**The task:** Write the data below out exactly as it stands. Do not include the pictures.

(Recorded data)

━━━━

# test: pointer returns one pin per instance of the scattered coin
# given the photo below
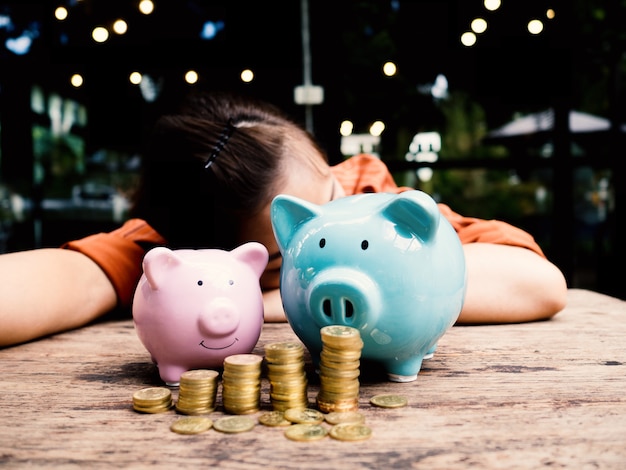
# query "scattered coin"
(304, 416)
(191, 425)
(234, 424)
(305, 432)
(337, 417)
(388, 401)
(274, 418)
(350, 432)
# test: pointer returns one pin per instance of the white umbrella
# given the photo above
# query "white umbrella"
(543, 121)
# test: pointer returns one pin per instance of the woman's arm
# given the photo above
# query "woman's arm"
(49, 290)
(508, 284)
(273, 306)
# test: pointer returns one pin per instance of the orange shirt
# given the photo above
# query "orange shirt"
(119, 253)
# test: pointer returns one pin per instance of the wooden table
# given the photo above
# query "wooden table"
(549, 394)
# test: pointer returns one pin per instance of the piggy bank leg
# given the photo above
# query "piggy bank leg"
(405, 371)
(170, 374)
(431, 352)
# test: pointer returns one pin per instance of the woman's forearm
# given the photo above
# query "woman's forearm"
(46, 291)
(508, 284)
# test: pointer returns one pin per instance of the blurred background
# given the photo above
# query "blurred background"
(507, 109)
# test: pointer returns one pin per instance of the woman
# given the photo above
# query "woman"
(209, 175)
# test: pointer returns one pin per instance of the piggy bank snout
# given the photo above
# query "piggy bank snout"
(221, 317)
(344, 297)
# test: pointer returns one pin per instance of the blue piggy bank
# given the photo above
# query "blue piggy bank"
(389, 265)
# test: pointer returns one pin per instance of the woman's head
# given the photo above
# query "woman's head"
(265, 154)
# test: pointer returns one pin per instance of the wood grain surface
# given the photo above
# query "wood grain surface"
(538, 395)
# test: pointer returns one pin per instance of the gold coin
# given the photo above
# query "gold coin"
(304, 416)
(243, 360)
(191, 425)
(274, 418)
(233, 424)
(389, 401)
(153, 409)
(151, 396)
(305, 432)
(338, 417)
(198, 375)
(350, 432)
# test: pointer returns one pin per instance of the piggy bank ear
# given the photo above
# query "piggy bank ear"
(253, 254)
(287, 213)
(415, 212)
(156, 264)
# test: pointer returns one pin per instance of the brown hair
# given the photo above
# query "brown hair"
(196, 207)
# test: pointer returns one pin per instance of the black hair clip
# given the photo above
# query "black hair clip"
(221, 143)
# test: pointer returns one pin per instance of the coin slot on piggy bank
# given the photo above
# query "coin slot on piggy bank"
(389, 265)
(194, 308)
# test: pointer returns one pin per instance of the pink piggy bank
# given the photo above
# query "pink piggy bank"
(193, 308)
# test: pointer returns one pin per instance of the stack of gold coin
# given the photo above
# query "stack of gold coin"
(285, 371)
(197, 392)
(339, 369)
(241, 383)
(152, 400)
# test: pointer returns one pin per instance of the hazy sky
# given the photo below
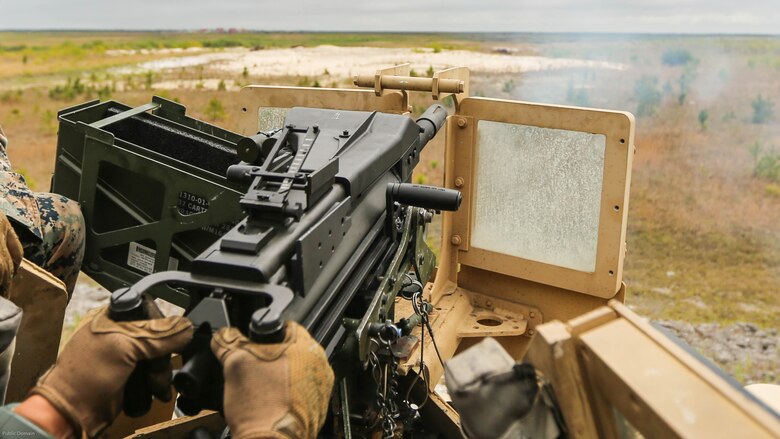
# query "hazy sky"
(657, 16)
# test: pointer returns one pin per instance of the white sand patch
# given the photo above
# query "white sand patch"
(343, 62)
(194, 84)
(348, 61)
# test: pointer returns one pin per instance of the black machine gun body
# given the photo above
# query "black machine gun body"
(331, 233)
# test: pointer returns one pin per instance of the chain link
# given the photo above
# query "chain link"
(386, 375)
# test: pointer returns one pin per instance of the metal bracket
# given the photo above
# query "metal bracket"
(491, 317)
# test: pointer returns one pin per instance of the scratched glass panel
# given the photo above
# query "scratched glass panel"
(271, 118)
(538, 193)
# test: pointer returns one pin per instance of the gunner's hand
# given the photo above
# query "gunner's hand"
(11, 254)
(274, 390)
(86, 384)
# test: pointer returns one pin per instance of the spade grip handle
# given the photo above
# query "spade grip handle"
(127, 305)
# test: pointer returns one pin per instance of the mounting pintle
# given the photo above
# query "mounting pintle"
(449, 82)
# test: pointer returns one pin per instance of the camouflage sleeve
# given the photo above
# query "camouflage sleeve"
(12, 424)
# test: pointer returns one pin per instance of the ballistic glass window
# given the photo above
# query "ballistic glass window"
(538, 193)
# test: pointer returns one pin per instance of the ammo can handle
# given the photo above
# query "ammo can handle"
(128, 305)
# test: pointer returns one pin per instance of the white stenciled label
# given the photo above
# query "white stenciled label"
(141, 258)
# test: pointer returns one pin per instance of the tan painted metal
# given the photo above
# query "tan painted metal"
(618, 127)
(43, 299)
(613, 372)
(411, 83)
(179, 428)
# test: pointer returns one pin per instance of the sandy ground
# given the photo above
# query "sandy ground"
(344, 62)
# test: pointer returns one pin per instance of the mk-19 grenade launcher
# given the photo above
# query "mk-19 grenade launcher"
(333, 233)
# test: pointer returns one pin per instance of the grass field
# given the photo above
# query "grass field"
(704, 235)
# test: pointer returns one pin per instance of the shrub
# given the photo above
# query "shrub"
(704, 115)
(647, 95)
(763, 109)
(766, 162)
(676, 57)
(577, 96)
(215, 110)
(509, 86)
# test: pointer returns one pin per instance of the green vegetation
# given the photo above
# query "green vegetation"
(509, 86)
(704, 116)
(577, 96)
(766, 162)
(74, 88)
(215, 110)
(676, 57)
(763, 109)
(647, 95)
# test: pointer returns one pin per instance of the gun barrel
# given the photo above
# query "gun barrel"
(428, 197)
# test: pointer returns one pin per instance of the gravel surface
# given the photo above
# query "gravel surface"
(750, 354)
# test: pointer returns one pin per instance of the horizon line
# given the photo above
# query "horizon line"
(244, 30)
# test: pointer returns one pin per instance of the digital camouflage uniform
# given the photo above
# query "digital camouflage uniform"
(50, 226)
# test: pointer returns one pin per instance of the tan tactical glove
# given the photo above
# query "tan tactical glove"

━━━━

**Exercise output:**
# test: pointer returns one pin per instance of the scattered coin
# given the photo below
# query "scattered coin"
(304, 416)
(191, 425)
(234, 424)
(305, 432)
(337, 417)
(388, 401)
(274, 418)
(350, 432)
# test: pointer returns one pin per instance of the white umbrella
# given the photo above
# query "white umbrella"
(543, 121)
# test: pointer returns one pin per instance of the woman's arm
# given the photo above
# query "woman's arm"
(49, 290)
(508, 284)
(273, 306)
# test: pointer returns one pin per instance of the orange shirt
# given the photo above
# query "orange shirt"
(119, 253)
# test: pointer returns one pin per instance of the wooden table
# given the photo above
# query "wooden table"
(549, 394)
# test: pointer returns one pin per instance of the piggy bank leg
# given the photo above
# query "piggy bank leg"
(405, 371)
(170, 374)
(431, 352)
# test: pointer returns one pin per instance of the woman's forearm
# given the photo above
# query "woman's forearm"
(46, 291)
(508, 284)
# test: pointer returns one pin per instance of the blurred background
# given the photo above
# query "blurred background"
(507, 109)
# test: pointer returns one pin per instance of the woman
# given the photo above
# query "woman"
(209, 175)
# test: pointer returns one pin per instance of the piggy bank snout
# given the photo above
# query "piggy bank snout"
(221, 317)
(344, 297)
# test: pointer returns one pin per instance of the blue piggy bank
# given the photo above
# query "blue piggy bank"
(389, 265)
# test: pointer returns one pin per instance of the woman's head
# given the photo above
# query "woman's head"
(265, 154)
# test: pointer returns one pin per instance of the wood grain surface
# given the photo above
# query "wood grain surface"
(538, 395)
# test: pointer returns one pin per instance of the gold coin
# given the photo above
# query "gold coin"
(304, 416)
(243, 360)
(191, 425)
(274, 418)
(233, 424)
(389, 401)
(153, 409)
(151, 396)
(305, 432)
(338, 417)
(198, 375)
(350, 432)
# test: pointer returns one pin per instance of the piggy bank ear
# given the photo above
# query "piggy bank ear"
(253, 254)
(287, 213)
(415, 212)
(156, 264)
# test: pointer returns one pin per instance of the brown hair
# given the photo above
# query "brown hair"
(196, 207)
# test: pointer returns one pin per instance of the black hair clip
# given the photo above
# query "black hair clip"
(221, 143)
# test: pointer returns one pin per instance of the coin slot on piggy bank
# given the photo above
# query "coin slot on piggy bank"
(389, 265)
(194, 308)
# test: pointer returns one pin per instance of the pink piggy bank
# given the photo above
# query "pink piggy bank"
(193, 308)
# test: pointer returns one pin per instance of the stack of gold coin
# given the photo above
# query "stack of gold coin"
(285, 371)
(197, 392)
(339, 369)
(241, 383)
(152, 400)
# test: pointer returns one pin per instance of the hazy sky
# given the photo below
# query "hazy sky"
(657, 16)
# test: pointer returns one pin per instance of the white sand patch
# given the photo above
# query "white sand patch"
(343, 62)
(194, 84)
(348, 61)
# test: pointer returns one pin per instance of the black machine gun body
# given the photo above
# query "black machine gun body"
(331, 233)
# test: pointer returns one pin per instance of the chain link
# given the photo above
# query "chain link"
(386, 375)
# test: pointer returns one pin per instance of the metal bracket
# given the photo above
# query "metal bracket"
(491, 317)
# test: pointer returns one pin per instance of the scratched glass panel
# given the photo above
# query "scratched glass panel"
(271, 118)
(538, 193)
# test: pointer returns one pin per instance of the gunner's hand
# given the photo above
# query "gunner's hand"
(11, 254)
(274, 390)
(86, 384)
# test: pointer returns one pin per instance of the spade grip handle
# given the photo above
# query "spade grip handle"
(127, 305)
# test: pointer returns one pin per instance of the mounting pintle
# given the photo above
# query "mounting pintle"
(449, 82)
# test: pointer returns one pin per instance of the camouflage sleeve
# given the photo above
# query "camouflage sleeve"
(12, 424)
# test: pointer returns one pin per instance of the ballistic glass window
# given the photo above
# query "ballistic glass window"
(538, 193)
# test: pointer returns one pin per instance of the ammo can handle
# given the photo above
# query "ammo can handle"
(128, 305)
# test: pointer returns one pin per instance of the white stenciled label
# given the photo above
# query "white stenciled label"
(141, 258)
# test: pointer returns one pin per instance of the tan painted metal
# given the photo above
# query "tan painted metal"
(618, 127)
(43, 299)
(613, 372)
(411, 83)
(179, 428)
# test: pointer returns one pin per instance of the sandy ground
# given the photo above
# query "sandy ground"
(344, 62)
# test: pointer returns one pin per instance of the mk-19 grenade launcher
# given the photo above
# query "mk-19 grenade launcher"
(333, 233)
# test: pointer returns one pin per instance of the grass field
# given the photo above
# query "grass field"
(704, 235)
# test: pointer returns one pin per instance of the shrub
# given the photo above
# query "shrub"
(704, 115)
(647, 95)
(763, 109)
(766, 162)
(676, 57)
(577, 96)
(215, 110)
(509, 86)
# test: pointer returns one pin per instance of the green vegetation
# given the photo above
# query "green vegetation"
(509, 86)
(704, 116)
(577, 96)
(766, 162)
(74, 88)
(215, 110)
(676, 57)
(763, 109)
(647, 95)
# test: pointer returns one pin per instance of the gun barrel
# given the photo above
# query "gun barrel"
(428, 197)
# test: pointer returns one pin per instance of the gravel surface
# given the photo above
# query "gravel surface"
(750, 354)
# test: pointer returns one pin per instance of the horizon line
# given the photo above
# query "horizon line"
(244, 30)
# test: pointer returns one pin per instance of the digital camouflage uniform
# given the photo above
# query "digital camouflage uniform"
(50, 226)
# test: pointer returns one pin per instance of the tan tactical glove
# given the photo above
# query "tan tactical glove"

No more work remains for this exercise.